◆ Excerpt to read:
Segment Open

A member of staff tends to young rosewood plants at Helene Kam Hyo’s rosewood nursery in Antalaha, near the Masoala National Park in eastern Madagascar Annelie Rozeboom/IRIN
Environmentalists and the international community are trying to find ways of limiting the damage caused by an explosion in the illegal logging of precious hardwoods in Madagascar since a major political crisis began there nearly three years ago.

Following the 2009 coup d’état which brought current Malagasy President Andry Rajoelina to power, donors suspended most aid, including for environmental funding, and timber traders took advantage of the chaos to invade forests world-renowned for their unique flora and fauna.

A September 2009 government decree legalizing the export of unprocessed rosewood, an endangered hardwood, further fuelled the trade and caused a wave of international criticism.

report by the Environmental Investigation Agency (EIA) and Global Witness (GW) in 2010 found that collusion between timber traders and government officials was contributing to the felling of more than 200 rare hardwood trees a day in the months following the coup.

The Malagasy government has since reverted to banning all exports of precious wood and Andrea Johnson of the EIA said there had been some instances of the ban actually being enforced. In July 2011, for example, authorities confiscated six containers of rosewood logs worth up to US$600,000 from a port in the northwest of the country.

Segment Closed

◆ Explore the material:
- A) In the Madagascar logging excerpt, what did authorities confiscate in July 2011?
- B) Condense the paragraph of the Madagascar logging excerpt that begins "The Malagasy government has since reverted" into a shorter version that keeps its main facts.
- C) From the Madagascar logging excerpt, reproduce the passage from "Following the 2009" to "flora and fauna.".

[Items from a data source]
Segment Open

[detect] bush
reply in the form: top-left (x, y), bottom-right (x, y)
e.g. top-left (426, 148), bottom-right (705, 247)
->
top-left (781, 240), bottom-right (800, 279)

Segment Closed

◆ Your written answers:
- A) Six containers of rosewood logs worth up to US$600,000, taken from a port in the northwest of the country.

- B) Madagascar's government has again banned all precious wood exports, and Andrea Johnson of the EIA said the ban has sometimes been enforced. In July 2011, for instance, authorities seized six containers of rosewood logs worth up to US$600,000 at a northwestern port.

- C)
Following the 2009 coup d’état which brought current Malagasy President Andry Rajoelina to power, donors suspended most aid, including for environmental funding, and timber traders took advantage of the chaos to invade forests world-renowned for their unique flora and fauna.